***** Data to examine
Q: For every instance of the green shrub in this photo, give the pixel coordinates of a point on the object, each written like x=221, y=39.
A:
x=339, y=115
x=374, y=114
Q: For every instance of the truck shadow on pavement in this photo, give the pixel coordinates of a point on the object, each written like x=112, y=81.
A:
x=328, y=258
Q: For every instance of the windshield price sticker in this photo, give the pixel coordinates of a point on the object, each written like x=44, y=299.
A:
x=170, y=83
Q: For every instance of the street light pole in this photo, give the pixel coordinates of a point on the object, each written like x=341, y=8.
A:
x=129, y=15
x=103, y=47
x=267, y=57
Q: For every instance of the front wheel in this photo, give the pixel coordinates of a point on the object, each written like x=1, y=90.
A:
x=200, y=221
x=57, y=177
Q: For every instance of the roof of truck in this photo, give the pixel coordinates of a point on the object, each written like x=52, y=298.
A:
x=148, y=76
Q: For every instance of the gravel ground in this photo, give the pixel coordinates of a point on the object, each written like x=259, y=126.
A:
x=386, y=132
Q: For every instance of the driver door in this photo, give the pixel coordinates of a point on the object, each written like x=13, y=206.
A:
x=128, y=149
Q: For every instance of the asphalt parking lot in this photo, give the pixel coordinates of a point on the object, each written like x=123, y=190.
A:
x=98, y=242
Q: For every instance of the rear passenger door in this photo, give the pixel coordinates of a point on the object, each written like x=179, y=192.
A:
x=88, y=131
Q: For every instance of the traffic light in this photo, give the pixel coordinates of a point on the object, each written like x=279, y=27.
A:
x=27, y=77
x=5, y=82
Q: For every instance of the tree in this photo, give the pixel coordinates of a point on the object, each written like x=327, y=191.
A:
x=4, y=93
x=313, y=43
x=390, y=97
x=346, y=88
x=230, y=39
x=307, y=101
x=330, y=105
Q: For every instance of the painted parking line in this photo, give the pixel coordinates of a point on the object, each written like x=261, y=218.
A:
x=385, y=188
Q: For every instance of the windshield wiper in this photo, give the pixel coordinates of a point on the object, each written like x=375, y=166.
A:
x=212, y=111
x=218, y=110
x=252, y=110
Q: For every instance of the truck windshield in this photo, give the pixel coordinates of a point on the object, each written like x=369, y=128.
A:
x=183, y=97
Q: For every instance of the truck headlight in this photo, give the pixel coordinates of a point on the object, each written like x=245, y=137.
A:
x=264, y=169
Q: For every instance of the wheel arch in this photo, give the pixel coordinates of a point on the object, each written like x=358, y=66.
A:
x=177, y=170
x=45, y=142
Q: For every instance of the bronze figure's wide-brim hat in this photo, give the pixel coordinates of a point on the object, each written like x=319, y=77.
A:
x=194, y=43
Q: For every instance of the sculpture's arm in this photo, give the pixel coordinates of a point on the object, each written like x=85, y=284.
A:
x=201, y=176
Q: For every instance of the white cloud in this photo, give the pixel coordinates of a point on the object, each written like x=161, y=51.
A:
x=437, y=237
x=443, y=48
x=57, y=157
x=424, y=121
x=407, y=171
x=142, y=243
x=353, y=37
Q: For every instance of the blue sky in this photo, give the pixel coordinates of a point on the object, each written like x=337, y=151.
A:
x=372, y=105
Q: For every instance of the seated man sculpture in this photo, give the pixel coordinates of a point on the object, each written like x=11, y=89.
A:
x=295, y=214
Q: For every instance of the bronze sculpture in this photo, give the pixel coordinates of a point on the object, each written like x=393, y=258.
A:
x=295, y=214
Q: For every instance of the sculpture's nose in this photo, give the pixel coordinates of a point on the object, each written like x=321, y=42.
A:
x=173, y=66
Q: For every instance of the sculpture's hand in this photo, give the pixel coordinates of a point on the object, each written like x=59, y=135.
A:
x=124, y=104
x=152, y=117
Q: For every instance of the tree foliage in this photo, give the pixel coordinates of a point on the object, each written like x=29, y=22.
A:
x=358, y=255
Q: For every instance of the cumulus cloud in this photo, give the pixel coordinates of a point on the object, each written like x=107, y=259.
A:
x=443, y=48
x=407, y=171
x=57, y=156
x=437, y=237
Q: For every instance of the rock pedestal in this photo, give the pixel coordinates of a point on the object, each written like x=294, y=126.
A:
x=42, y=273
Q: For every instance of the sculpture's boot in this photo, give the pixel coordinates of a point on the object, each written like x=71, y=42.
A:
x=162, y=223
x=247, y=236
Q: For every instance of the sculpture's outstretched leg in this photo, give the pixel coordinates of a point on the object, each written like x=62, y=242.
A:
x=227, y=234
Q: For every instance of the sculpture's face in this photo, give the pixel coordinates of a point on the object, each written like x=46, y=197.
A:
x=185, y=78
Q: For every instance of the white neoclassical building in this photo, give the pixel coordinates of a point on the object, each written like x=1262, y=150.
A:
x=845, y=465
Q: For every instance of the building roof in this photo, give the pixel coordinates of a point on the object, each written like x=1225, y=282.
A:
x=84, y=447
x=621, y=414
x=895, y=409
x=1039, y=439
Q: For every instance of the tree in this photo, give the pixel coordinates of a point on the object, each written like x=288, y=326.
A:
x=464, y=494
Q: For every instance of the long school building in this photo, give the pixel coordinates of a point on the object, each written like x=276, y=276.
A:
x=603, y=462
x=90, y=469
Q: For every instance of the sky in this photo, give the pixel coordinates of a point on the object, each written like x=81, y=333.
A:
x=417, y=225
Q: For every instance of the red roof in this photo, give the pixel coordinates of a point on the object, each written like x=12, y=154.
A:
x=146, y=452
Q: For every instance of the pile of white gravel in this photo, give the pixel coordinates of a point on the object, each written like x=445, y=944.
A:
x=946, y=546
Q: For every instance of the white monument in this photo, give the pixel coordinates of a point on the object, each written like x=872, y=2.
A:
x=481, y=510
**********
■ **Task to complete**: Would you filter the records and copy each line that contains the word "bronze"?

■ **Reply to the task**:
Q: For every instance of the bronze figure's wide-brim hat in this photo, give the pixel coordinates of a point on the object, each written like x=319, y=77.
Q: For every instance of the bronze sculpture in this photo, give the pixel coordinates of a point on the object, each written like x=393, y=258.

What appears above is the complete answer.